» **読解用抜粋**
━━━━━━━━━━━━━━━━━━━━
書名:大江戸えころじー事情
著者:石川 英輔
発行所:講談社
発行年月日:2000/11/25
ページ:335頁
定価:1800円+税
現代の日本は1日1人あたり原油換算で11.5リットルエネルギーを消費している。11万7500キロカロリー。10万キロカロリーというのは摂氏0度の水1トンを100度に沸騰させることが出来る熱量。アメリカは日本の2倍、OPEC加盟国平均1.2倍。湯水のようにエネルギーを使って一方通行の鉄路を走る特急電車のようにどこに向かって走るのか?向かっている方向は正しいのか?
昭和30年代に所得倍増、経済大国、経済経済を目標に舵を取ってきた方向が果たしてまともに評価できるのか?
260年続いた江戸時代、世界の列強の世界制覇の意図を読み取って中国、朝鮮、一部のヨーロッパ以外とは国交を遮断した鎖国政策。先人達の知恵に学ぶところもあるのではないか。江戸時代の先人の智慧をもう一度振り返ってみるのもいいのではないか。
━━━━━━━━━━━━━━━━━━━━
» **実施タスク**
A - 上の抜粋について、次の問いに答えよ。
(i) 発行所はどこか。
(ii) 現代の日本で1日1人あたりに消費されるエネルギーは、原油換算で何リットルか。
(iii) 江戸時代は何年続いたとされているか。
B - 上の抜粋の冒頭にある書誌情報から、項目名をすべて列挙せよ。

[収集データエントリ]
━━━━━━━━━━━━━━━━━━━━
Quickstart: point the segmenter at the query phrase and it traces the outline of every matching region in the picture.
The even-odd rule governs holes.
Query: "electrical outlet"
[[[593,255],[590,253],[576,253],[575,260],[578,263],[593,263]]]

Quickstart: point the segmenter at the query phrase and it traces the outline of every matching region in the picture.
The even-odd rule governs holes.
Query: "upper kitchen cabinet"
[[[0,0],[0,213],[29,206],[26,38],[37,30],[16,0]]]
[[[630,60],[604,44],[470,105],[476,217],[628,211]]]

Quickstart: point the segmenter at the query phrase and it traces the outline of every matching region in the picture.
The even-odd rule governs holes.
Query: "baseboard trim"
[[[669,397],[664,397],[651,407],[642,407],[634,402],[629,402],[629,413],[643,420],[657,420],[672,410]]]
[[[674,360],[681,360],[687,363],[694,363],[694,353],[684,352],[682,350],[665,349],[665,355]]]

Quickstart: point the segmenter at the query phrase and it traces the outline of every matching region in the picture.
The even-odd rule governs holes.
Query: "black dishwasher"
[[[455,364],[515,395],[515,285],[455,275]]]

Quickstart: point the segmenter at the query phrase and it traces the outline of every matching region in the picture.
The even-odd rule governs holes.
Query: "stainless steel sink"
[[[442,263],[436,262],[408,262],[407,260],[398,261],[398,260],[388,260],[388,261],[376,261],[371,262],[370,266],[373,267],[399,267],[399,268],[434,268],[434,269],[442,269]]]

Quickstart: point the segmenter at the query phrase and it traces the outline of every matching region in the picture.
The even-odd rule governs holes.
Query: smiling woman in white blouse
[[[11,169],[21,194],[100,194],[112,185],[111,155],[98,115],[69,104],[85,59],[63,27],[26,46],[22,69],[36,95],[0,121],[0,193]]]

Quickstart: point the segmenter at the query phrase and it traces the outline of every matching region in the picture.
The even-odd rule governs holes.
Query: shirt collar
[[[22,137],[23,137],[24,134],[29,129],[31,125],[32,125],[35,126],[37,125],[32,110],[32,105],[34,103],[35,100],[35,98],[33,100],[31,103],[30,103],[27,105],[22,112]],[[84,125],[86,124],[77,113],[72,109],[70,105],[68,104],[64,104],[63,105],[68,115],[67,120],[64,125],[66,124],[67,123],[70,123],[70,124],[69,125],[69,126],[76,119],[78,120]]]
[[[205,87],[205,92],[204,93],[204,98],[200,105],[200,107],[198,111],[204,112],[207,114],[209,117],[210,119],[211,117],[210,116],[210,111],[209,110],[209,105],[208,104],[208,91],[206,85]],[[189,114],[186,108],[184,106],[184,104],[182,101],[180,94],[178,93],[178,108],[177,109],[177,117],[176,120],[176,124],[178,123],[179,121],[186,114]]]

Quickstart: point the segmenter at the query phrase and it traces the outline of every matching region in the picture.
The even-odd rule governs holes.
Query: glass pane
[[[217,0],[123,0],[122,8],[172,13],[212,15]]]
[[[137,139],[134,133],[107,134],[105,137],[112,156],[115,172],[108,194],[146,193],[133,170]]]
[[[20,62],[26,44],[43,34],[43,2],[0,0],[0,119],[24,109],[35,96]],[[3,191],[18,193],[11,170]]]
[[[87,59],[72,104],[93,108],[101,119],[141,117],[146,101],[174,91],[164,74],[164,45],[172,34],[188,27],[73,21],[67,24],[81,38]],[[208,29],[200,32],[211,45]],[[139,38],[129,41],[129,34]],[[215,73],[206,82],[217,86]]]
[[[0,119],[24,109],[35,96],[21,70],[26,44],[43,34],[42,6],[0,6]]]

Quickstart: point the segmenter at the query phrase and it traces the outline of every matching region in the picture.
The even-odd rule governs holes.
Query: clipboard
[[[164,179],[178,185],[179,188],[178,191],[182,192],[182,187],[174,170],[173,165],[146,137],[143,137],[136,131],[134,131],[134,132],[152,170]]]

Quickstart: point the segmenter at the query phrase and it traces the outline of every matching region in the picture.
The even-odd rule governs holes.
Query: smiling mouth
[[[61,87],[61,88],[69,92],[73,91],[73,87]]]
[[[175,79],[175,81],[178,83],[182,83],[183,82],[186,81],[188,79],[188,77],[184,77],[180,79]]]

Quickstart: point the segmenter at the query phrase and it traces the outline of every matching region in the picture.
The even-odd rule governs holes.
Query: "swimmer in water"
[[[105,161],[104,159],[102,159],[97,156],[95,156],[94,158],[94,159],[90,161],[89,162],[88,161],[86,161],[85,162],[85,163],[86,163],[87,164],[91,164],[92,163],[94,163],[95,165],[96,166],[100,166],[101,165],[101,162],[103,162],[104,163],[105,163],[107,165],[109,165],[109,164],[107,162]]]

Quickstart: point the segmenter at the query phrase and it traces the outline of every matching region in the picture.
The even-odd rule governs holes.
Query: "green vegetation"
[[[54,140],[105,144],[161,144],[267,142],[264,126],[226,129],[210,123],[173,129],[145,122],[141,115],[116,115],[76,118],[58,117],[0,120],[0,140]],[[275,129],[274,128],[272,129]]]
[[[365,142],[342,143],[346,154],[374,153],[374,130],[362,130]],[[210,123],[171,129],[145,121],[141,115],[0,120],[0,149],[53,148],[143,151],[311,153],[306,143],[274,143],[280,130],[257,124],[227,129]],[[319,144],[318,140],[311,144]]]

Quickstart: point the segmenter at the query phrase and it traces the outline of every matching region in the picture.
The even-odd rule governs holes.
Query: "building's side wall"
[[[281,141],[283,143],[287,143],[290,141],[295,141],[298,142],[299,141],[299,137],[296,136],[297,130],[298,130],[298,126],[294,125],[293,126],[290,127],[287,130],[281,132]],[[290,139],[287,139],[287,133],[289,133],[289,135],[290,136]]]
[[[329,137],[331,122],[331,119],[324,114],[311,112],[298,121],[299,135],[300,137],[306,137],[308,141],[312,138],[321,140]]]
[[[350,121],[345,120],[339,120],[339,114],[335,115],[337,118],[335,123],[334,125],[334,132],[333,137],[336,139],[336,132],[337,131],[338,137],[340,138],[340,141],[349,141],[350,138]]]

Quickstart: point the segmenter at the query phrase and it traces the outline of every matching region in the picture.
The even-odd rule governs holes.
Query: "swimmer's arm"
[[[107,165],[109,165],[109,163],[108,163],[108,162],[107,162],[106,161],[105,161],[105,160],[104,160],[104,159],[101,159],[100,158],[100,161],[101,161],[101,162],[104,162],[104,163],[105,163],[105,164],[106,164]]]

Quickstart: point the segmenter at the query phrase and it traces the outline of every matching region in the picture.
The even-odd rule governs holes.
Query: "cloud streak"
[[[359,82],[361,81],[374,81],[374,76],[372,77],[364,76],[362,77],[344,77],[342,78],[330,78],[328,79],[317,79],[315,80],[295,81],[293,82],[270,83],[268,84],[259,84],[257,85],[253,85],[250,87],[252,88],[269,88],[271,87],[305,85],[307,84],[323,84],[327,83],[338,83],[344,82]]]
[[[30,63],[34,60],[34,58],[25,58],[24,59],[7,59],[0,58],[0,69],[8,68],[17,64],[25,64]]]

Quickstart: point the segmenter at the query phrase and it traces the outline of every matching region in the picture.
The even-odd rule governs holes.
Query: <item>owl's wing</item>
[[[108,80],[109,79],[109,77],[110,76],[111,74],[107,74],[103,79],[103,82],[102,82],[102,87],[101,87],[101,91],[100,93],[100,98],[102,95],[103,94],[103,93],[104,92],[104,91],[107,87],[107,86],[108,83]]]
━━━━━━━━━━━━━━━━━━━━
» **解答一覧**
A -
(i) 講談社
(ii) 11.5リットル
(iii) 260年

B - 書名、著者、発行所、発行年月日、ページ、定価